### Exercise inputs
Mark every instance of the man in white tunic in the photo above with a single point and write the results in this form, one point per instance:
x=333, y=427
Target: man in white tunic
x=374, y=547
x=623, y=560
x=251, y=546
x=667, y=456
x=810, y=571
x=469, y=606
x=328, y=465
######
### Exercise inputs
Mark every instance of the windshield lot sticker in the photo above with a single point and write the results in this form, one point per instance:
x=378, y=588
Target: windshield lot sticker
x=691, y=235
######
- _Exercise prompt_: How many lines of the material above contain the word "Mark"? Case matters; reply with the number only.

- _Answer for the task_: 2